Objective:
Copy the data that follows exactly. Include no pictures.
==================================================
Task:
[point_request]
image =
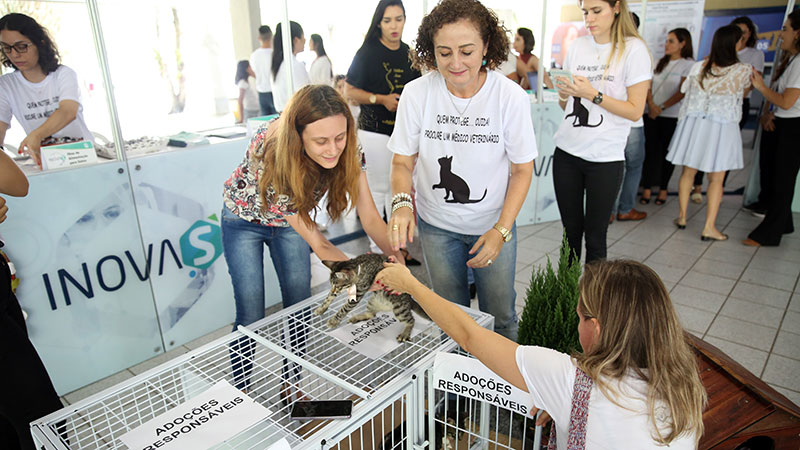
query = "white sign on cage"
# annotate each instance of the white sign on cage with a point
(207, 419)
(376, 337)
(470, 378)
==================================================
Task result:
Task:
[point_request]
image =
query = "white sign on cage"
# annotate each instance of the white sign on cage with a point
(207, 419)
(376, 337)
(470, 378)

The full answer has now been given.